§ Source

══════

Studio album by Marzette Watts
- Released: 1968
- Recorded: December 8, 1966
- Studio: New York City
- Genre: Free jazz
- Length: 33:39
- Label: ESP-Disk 1044

Marzette Watts chronology
|  | Marzette Watts and Company (1968) | The Marzette Watts Ensemble (1969) |

= Marzette Watts and Company =

Marzette Watts and Company, also known as Marzette and Company, is the debut album by saxophonist and composer Marzette Watts. It was recorded in December 1966 in New York City, and was released by ESP-Disk in 1968. On the album, Watts is joined by saxophonist, flutist, and bass clarinetist Byard Lancaster, cornetist and trombonist Clifford Thornton, guitarist Sonny Sharrock, vibraphonist Karl Berger, bassists Henry Grimes and Juney Booth, and drummer J. C. Moses. The album, which was reissued by ESP-Disk in 2012, was recorded under the supervision of Clifford Thornton.

══════

§ Given records

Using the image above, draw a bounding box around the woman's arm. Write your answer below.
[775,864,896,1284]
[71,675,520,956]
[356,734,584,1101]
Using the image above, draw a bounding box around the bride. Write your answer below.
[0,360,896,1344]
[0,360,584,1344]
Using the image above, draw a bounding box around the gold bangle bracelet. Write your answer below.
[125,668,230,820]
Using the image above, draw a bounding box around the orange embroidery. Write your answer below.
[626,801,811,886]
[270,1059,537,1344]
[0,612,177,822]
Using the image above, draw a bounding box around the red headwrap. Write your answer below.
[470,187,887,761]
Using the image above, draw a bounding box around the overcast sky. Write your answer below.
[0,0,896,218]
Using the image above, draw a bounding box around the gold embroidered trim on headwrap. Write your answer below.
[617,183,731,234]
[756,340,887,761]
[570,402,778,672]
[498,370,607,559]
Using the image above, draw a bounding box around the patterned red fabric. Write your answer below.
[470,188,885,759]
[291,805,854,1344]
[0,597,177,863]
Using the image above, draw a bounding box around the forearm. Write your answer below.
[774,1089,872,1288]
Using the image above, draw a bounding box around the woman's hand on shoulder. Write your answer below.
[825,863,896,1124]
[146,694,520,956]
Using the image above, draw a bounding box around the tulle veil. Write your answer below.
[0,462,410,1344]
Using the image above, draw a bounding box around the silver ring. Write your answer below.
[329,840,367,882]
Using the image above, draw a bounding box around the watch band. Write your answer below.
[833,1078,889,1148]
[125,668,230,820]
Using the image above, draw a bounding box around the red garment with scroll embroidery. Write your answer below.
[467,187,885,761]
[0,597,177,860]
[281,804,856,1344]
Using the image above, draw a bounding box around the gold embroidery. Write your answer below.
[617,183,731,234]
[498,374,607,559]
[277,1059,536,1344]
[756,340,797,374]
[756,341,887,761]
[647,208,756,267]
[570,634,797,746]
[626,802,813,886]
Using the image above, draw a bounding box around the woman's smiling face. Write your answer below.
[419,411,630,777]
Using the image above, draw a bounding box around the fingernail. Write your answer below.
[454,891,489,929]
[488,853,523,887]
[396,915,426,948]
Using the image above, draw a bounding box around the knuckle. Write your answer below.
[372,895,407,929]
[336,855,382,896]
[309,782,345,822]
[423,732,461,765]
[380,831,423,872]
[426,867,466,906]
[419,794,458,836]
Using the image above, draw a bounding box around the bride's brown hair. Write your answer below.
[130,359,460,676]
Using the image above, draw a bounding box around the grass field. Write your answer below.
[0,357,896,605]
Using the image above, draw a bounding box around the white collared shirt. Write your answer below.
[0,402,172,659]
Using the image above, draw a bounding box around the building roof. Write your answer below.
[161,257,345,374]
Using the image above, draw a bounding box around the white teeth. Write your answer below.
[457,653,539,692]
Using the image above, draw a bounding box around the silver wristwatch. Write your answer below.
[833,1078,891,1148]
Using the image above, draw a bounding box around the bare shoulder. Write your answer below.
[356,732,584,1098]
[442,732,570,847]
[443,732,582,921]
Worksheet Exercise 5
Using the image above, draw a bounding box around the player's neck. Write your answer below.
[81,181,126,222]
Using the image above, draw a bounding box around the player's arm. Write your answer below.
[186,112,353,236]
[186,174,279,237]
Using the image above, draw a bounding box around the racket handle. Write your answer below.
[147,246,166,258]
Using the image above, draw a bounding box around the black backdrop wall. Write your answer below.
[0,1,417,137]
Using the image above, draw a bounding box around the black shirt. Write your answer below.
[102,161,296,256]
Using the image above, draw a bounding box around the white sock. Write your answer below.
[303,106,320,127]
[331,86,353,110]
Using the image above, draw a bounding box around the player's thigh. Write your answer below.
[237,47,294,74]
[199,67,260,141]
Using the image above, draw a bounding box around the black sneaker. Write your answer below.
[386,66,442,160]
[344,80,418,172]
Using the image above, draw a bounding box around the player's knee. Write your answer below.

══════

§ Tasks to perform
1 > According to the article on Marzette Watts and Company, who supervised the album's recording?
2 > Write down the passage of the article on Marzette Watts and Company between "Marzette Watts and Company, also" and "of Clifford Thornton.", inclusive.
The records have no connection to the article on Marzette Watts and Company.

§ Answers per task
1 > Clifford Thornton

2 >
Marzette Watts and Company, also known as Marzette and Company, is the debut album by saxophonist and composer Marzette Watts. It was recorded in December 1966 in New York City, and was released by ESP-Disk in 1968. On the album, Watts is joined by saxophonist, flutist, and bass clarinetist Byard Lancaster, cornetist and trombonist Clifford Thornton, guitarist Sonny Sharrock, vibraphonist Karl Berger, bassists Henry Grimes and Juney Booth, and drummer J. C. Moses. The album, which was reissued by ESP-Disk in 2012, was recorded under the supervision of Clifford Thornton.